▶ Textauszug
Bis dahin sollte es aber noch eine Weile dauern. Zuerst mussten wir Baden erreichen, von dem wir uns viel versprachen, da es an der Aare lag und wir diesem Fluss eigentlich folgen konnten und so auf möglichst flaches Terrain hofften. Und tatsächlich ging es nach einer rasanten Abfahrt von Oberehrendingen nach Ennetbaden danach recht flach weiter, so dass wir zügig Strecke machten und bald in Brugg AG waren. Wie bereits im Vorfeld besprochen fuhren wir die Jugendherberge an. Dank guter Signalisierung fanden wir den Weg problemlos. Weniger problemlos war aber das Check-in. Es fand nämlich nicht statt – ausgebucht.


Voll auf die Maus!
Da sassen wir nun beide ziemlich erschöpft auf einer kleinen Mauer im Hof der Jugendherberge. Was blieb uns zu tun? Die netten Damen am Empfang gaben uns einige Adressen anderer Hotels, die mehr oder weniger an unserer Route lagen. Als wir bereits drauf und dran waren, ein relativ teures Hotel anzusteuern, kamen wir auf die Idee, nach einem Bed&Breakfast zu suchen. Smartphone und mobilem Internet sei Dank wurden wir bald fündig. Allerdings waren es noch einige Kilometer bis nach Schinznach/Bad, wo uns aber Herr Scheppe bereits erwarten sollte. Erst jetzt, als sich ein Gestank verbreitete und mein Bruder beim Heben seines Rucksacks drauftrat, bemerkten wir, was das von Fliegen umflogene, kleine Ding auf der Treppe zwischen uns war: eine tote, verwesende Maus.
Nun denn, schon als die Rucksäcke wieder gepackt und alles abfuhrbereit war, sorgte die Maus bereits nur noch für Gelächter. Humor war wohl auch das Rezept, das uns half, die nötigen Kilometer noch zurückzulegen, denn wir haben uns beide schon darauf eingestellt in der sehr schön gelegenen, in einer Mischung aus Burg und altem Bauernhaus befindlichen Jugendherberge unser Quartier einzunehmen.
Aber bereits gut zwanzig Minuten weiter flussabwärts trafen wir in Schinznach/Bad ein. Quer durch das Dorf ging’s zum Bauernhaus von Herrn Scheppe, dessen Frau uns bereits im Garten erwartete. Der Hausherr selbst sperrte uns das Tor zur Garage auf, wo wir unsere Velos unterbringen konnten. Nach einer kurzen Führung durch das Haus bezogen wir endlich unser Zimmer – gross, geräumig, hell, mit grossem Doppelbett und Fernseher. Doch in diesem Moment war uns das ziemlich schnuppe. Zuerst ging es unter die Dusche und dann ziemlich schnell auf die Suche nach einem guten Nachtessen.

▶ Arbeitsauftrag A
Gib den Abschnitt des Reiseberichts wortgetreu wieder, der mit den Worten "Voll auf die" beginnt und mit "tote, verwesende Maus." endet.
▶ Arbeitsauftrag B
Fasse den Reisebericht in zwei Sätzen zusammen.
▶ Arbeitsauftrag C
Wo konnten die Reisenden laut dem Reisebericht in Schinznach/Bad ihre Velos unterbringen?
Die Auflistung stammt aus einer anderen Quelle als der Reisebericht.

▶ Einträge aus einem Datensatz

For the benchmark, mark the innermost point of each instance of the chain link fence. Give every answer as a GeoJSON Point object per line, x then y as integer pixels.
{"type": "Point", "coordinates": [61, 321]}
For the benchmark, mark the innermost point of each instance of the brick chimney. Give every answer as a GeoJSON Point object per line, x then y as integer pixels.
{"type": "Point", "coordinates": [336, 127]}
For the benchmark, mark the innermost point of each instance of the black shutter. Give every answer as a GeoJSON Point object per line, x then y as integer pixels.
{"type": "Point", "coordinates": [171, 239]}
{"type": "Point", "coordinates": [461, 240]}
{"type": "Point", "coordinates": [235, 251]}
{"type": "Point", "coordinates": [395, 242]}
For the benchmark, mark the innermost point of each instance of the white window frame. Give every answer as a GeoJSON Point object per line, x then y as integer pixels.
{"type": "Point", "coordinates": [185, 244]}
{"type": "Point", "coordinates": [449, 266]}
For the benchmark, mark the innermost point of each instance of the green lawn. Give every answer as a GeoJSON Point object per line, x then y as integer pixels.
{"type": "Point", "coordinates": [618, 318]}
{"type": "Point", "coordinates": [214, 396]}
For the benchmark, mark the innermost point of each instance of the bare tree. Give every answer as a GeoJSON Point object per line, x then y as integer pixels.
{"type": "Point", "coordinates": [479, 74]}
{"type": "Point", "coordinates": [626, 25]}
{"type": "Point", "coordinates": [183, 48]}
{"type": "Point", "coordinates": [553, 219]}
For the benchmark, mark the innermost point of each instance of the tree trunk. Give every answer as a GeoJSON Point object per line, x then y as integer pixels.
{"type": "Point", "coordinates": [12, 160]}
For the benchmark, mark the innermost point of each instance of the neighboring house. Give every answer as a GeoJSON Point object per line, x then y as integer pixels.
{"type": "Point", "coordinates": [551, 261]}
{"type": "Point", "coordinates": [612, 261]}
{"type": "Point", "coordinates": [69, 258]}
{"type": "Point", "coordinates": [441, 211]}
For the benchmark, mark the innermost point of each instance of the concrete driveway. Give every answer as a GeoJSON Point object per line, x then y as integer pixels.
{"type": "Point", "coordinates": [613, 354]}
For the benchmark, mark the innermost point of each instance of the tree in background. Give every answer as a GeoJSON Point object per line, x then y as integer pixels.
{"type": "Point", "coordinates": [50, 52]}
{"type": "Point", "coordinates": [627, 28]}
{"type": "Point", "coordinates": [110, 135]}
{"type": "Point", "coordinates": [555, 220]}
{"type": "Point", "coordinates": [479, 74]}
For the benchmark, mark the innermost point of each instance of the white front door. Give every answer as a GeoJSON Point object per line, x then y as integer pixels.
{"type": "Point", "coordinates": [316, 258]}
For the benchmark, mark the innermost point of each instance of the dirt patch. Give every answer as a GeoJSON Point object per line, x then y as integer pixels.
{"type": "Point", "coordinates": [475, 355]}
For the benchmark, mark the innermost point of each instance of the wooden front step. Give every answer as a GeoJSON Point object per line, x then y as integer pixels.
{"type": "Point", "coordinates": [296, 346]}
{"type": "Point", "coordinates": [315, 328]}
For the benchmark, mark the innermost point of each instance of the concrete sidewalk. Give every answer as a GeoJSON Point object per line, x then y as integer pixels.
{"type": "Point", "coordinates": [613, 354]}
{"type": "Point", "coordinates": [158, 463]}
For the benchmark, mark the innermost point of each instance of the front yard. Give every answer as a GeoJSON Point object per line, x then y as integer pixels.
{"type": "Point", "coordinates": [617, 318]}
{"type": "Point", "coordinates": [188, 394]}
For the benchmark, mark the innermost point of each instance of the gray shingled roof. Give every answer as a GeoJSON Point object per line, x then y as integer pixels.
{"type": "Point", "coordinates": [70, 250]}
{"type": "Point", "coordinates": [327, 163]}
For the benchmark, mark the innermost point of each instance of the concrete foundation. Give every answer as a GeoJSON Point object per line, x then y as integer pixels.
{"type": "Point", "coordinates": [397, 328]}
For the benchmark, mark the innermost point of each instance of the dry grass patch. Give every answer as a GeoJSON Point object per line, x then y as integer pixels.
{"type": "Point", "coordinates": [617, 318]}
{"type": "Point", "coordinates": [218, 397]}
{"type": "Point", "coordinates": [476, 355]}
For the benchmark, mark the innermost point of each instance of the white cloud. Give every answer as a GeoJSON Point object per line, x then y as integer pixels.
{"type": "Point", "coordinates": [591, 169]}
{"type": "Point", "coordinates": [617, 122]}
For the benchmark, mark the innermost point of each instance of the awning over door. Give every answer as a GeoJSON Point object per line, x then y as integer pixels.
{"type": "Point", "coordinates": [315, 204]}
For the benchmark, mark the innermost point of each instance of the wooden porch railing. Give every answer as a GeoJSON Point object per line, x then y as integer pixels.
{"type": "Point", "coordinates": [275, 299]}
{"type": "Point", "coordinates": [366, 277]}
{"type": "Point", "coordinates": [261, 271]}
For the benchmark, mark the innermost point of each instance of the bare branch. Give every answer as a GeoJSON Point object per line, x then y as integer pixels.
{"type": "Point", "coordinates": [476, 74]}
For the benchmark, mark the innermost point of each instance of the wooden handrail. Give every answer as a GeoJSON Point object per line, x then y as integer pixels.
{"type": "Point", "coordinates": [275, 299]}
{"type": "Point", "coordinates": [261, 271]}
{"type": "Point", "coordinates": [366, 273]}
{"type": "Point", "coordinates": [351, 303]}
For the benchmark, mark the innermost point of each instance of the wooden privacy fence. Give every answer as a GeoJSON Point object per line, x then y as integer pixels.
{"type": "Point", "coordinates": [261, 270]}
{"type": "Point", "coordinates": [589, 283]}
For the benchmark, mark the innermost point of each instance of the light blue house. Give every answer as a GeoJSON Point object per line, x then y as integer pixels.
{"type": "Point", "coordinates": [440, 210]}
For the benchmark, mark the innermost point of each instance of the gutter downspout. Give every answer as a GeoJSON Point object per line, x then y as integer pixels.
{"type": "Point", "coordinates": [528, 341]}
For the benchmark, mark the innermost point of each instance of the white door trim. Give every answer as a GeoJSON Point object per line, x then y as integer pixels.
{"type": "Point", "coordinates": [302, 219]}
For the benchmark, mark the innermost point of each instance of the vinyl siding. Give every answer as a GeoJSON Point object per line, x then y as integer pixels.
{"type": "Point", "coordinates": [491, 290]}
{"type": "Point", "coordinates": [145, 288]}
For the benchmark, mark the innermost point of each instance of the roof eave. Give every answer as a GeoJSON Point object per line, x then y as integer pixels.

▶ Lösung A
Voll auf die Maus!
Da sassen wir nun beide ziemlich erschöpft auf einer kleinen Mauer im Hof der Jugendherberge. Was blieb uns zu tun? Die netten Damen am Empfang gaben uns einige Adressen anderer Hotels, die mehr oder weniger an unserer Route lagen. Als wir bereits drauf und dran waren, ein relativ teures Hotel anzusteuern, kamen wir auf die Idee, nach einem Bed&Breakfast zu suchen. Smartphone und mobilem Internet sei Dank wurden wir bald fündig. Allerdings waren es noch einige Kilometer bis nach Schinznach/Bad, wo uns aber Herr Scheppe bereits erwarten sollte. Erst jetzt, als sich ein Gestank verbreitete und mein Bruder beim Heben seines Rucksacks drauftrat, bemerkten wir, was das von Fliegen umflogene, kleine Ding auf der Treppe zwischen uns war: eine tote, verwesende Maus.

▶ Lösung B
Nach einer flachen Strecke ab Ennetbaden erreichten die Reisenden Brugg AG, doch die dortige Jugendherberge war ausgebucht. Per Smartphone fanden sie ein Bed&Breakfast in Schinznach/Bad, wo Herr Scheppe und seine Frau sie empfingen und sie ein großes, helles Zimmer bezogen.

▶ Lösung C
In der Garage.